WORK TO COMPLETE: From the entries below, please output exactly the lines starting at the one containing "Target: pole" and ending at the one containing "Target: small flag", both included.
[Opening RECORD EXCERPTS section]
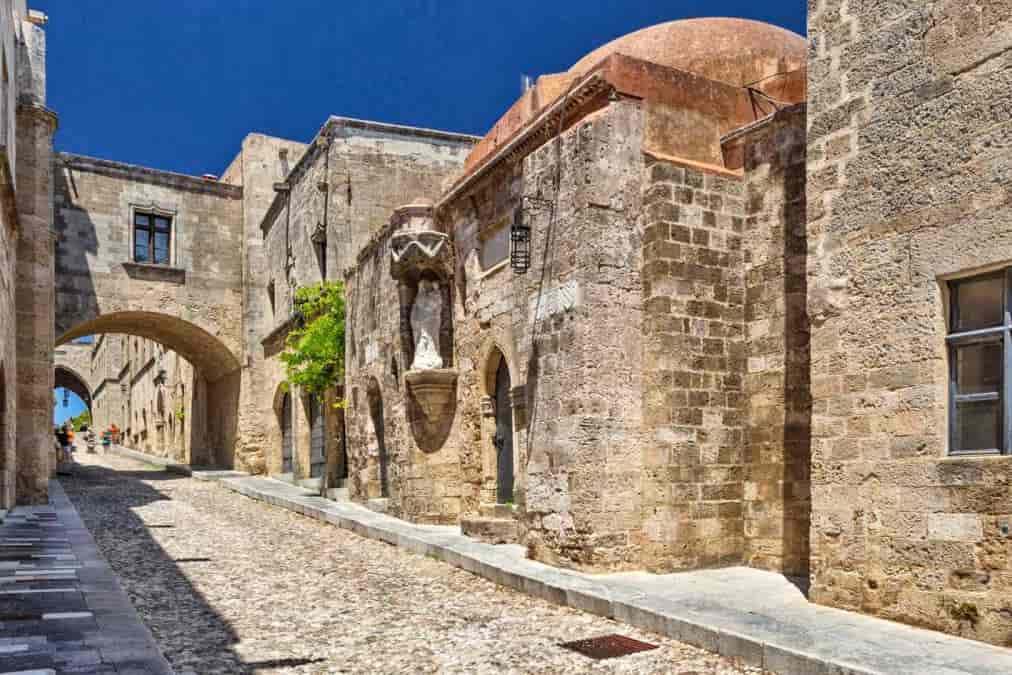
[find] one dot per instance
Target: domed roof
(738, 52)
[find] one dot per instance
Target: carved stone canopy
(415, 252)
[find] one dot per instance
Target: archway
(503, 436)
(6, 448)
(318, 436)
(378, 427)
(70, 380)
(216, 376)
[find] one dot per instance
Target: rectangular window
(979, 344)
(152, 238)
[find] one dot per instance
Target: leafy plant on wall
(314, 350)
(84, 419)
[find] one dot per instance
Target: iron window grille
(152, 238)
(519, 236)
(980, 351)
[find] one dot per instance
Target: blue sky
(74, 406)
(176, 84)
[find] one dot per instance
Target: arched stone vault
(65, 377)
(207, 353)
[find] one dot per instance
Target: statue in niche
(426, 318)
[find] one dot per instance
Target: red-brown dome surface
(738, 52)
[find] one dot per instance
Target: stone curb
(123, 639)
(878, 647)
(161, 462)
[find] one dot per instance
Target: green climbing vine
[Closing RECORD EXCERPTS section]
[Opening RECORD EXCERPTS section]
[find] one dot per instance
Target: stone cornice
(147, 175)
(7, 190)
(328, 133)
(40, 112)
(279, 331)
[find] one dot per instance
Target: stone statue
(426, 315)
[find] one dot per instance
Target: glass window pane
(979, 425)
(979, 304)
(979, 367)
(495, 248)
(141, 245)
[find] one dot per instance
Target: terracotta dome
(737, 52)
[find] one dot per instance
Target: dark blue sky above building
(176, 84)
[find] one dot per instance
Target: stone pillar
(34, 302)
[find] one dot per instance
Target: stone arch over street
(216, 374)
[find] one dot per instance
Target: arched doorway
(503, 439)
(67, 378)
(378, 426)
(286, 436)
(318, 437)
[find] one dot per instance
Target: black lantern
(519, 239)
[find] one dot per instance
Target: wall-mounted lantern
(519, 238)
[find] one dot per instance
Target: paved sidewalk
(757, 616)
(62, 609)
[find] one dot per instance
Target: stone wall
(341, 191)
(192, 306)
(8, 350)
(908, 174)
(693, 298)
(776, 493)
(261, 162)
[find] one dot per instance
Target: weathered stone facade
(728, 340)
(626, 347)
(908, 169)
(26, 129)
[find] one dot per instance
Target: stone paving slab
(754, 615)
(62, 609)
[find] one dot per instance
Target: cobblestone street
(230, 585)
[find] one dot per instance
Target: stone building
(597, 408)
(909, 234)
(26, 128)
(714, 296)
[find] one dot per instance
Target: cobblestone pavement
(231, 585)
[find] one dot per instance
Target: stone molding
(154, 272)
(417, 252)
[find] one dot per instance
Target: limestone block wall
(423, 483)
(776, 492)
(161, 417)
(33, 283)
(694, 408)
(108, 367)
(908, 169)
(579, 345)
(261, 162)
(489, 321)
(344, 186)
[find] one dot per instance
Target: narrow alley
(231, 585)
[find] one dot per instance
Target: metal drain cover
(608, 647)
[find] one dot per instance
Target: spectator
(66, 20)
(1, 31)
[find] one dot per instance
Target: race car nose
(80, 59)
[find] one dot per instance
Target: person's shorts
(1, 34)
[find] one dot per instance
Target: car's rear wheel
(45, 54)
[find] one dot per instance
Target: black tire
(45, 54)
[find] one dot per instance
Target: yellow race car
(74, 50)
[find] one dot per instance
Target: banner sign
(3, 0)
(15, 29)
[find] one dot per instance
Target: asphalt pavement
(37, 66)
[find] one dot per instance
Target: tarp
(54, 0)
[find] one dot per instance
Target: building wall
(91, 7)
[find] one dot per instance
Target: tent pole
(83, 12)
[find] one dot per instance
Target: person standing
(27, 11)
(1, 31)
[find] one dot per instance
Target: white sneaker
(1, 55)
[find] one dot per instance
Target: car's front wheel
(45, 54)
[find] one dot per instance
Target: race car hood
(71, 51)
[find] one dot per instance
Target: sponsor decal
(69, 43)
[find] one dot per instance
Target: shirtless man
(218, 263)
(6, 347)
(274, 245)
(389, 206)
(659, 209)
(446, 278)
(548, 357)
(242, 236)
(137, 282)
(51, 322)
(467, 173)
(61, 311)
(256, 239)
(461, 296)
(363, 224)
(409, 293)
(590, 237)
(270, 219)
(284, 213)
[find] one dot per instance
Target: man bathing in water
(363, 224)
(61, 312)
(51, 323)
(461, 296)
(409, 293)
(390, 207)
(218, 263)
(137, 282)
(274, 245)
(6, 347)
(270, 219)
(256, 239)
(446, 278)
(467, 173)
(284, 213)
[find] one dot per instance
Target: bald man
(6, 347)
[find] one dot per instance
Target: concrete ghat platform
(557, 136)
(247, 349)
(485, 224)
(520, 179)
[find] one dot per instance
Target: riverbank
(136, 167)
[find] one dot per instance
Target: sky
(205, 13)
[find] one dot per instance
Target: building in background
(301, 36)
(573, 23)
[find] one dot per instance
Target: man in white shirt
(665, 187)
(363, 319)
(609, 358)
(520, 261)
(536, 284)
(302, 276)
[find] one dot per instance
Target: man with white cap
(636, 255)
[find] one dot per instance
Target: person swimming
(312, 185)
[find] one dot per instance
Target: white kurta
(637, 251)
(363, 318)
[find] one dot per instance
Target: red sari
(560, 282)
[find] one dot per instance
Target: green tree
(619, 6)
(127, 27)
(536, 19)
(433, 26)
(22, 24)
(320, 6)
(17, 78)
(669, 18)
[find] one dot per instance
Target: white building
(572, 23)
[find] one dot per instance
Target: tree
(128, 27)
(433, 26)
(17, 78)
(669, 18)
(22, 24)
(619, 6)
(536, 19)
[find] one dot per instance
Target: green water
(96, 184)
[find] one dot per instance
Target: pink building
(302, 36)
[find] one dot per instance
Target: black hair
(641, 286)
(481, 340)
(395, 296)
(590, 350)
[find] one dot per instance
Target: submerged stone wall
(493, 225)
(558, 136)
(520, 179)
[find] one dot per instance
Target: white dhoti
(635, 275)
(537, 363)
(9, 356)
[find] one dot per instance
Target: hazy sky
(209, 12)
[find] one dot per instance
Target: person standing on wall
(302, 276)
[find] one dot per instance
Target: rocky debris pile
[Closing RECORD EXCERPTS section]
[Opening RECORD EXCERPTS section]
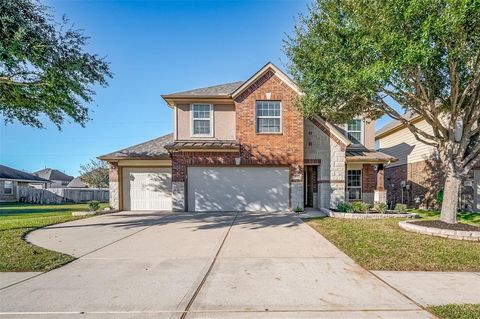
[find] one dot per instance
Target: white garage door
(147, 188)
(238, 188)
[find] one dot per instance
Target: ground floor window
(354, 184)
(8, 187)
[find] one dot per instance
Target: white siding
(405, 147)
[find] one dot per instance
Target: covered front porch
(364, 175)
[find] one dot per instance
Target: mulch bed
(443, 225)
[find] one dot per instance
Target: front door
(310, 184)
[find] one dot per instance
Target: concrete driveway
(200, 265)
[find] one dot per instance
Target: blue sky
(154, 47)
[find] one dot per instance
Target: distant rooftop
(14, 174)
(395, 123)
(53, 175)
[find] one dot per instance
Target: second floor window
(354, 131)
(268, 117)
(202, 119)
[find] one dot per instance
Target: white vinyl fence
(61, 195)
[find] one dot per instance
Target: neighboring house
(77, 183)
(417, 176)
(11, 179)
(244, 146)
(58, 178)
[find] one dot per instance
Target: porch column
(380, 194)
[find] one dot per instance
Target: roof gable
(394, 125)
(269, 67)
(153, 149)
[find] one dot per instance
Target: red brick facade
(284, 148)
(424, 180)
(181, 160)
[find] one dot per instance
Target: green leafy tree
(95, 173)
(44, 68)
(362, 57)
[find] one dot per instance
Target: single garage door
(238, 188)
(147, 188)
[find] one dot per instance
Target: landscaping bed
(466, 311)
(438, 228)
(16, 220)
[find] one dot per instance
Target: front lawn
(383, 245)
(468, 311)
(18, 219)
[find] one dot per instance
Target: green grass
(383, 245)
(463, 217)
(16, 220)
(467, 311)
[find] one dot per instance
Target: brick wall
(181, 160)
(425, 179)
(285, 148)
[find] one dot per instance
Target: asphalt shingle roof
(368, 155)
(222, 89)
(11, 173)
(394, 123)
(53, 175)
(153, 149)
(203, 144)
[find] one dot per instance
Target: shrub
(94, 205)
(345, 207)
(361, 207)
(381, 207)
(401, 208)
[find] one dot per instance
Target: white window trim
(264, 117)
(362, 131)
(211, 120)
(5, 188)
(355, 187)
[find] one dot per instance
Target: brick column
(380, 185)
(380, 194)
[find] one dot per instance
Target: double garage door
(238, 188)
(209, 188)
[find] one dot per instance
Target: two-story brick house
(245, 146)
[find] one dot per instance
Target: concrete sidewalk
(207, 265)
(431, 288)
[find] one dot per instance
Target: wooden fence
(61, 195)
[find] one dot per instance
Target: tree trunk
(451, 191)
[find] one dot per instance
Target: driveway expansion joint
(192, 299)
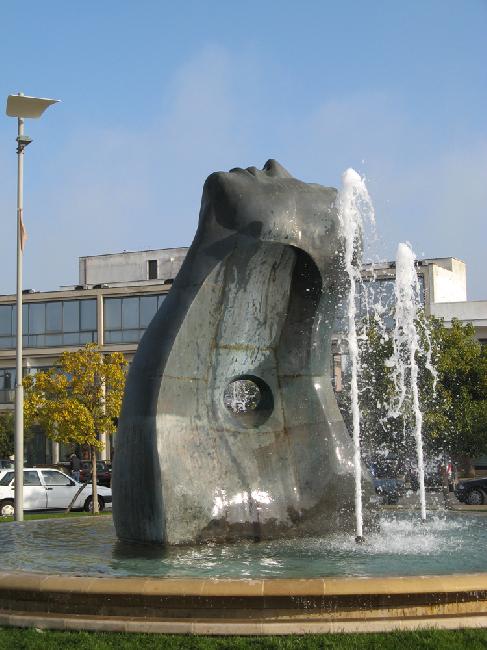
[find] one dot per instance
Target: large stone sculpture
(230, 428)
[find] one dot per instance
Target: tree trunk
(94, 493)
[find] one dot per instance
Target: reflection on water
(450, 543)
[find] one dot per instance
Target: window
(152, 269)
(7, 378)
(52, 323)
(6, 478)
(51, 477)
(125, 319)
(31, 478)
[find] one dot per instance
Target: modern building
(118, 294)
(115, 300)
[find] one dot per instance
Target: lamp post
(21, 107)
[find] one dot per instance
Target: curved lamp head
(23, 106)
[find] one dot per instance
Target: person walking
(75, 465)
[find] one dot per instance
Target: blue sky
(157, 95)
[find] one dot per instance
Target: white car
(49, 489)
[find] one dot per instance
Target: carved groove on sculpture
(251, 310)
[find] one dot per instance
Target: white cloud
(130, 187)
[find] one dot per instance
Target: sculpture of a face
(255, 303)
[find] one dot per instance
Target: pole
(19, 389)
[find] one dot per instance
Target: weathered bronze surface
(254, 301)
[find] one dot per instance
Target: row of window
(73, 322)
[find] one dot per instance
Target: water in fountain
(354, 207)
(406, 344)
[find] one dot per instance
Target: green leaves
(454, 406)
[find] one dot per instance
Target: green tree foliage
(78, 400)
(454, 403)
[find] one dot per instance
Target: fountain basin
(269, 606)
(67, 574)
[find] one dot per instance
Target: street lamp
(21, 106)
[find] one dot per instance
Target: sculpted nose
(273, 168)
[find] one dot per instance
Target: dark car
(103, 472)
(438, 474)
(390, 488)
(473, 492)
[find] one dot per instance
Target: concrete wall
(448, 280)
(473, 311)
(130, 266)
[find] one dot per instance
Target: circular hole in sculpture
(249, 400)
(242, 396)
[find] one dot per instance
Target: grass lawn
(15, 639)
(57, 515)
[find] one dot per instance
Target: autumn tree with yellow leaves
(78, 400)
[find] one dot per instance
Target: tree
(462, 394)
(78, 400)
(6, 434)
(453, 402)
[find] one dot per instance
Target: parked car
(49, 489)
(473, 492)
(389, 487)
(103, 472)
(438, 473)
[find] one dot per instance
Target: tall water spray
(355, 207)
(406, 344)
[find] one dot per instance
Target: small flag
[Closing RECORD EXCERPTS section]
SOLUTION TO THE PROBLEM:
Target: pole
(19, 389)
[find] one dot per instance
Target: weathered bronze surface
(254, 301)
[find] one dot per instance
Target: row of window
(73, 322)
[find] one dot per instance
Target: water in fountain
(354, 207)
(406, 344)
[find] one dot per instance
Target: green leaves
(454, 406)
[find] one dot per instance
Target: green tree foliage
(78, 400)
(454, 403)
[find] one dot per instance
Target: fountain basin
(269, 606)
(67, 574)
[find] one dot per instance
Target: street lamp
(21, 106)
[find] one dot per instance
Target: sculpted nose
(273, 168)
[find] one dot per instance
Target: dark car
(103, 472)
(438, 474)
(390, 488)
(473, 492)
[find] one dot per instance
Target: concrete wall
(448, 280)
(473, 311)
(130, 266)
[find] one dot per instance
Target: circular hole in sculpture
(249, 400)
(242, 396)
[find] one dot per instance
Target: grass lawn
(15, 639)
(57, 515)
[find] one dot per instance
Target: autumn tree with yellow leaves
(78, 400)
[find] one dot per instance
Target: tree
(462, 394)
(78, 400)
(6, 434)
(453, 402)
[find] one dot per instance
Target: parked car
(49, 489)
(473, 492)
(389, 487)
(103, 472)
(438, 473)
[find] one dot per instance
Target: tall water spray
(355, 207)
(406, 344)
[find] one dot per instance
Target: small flag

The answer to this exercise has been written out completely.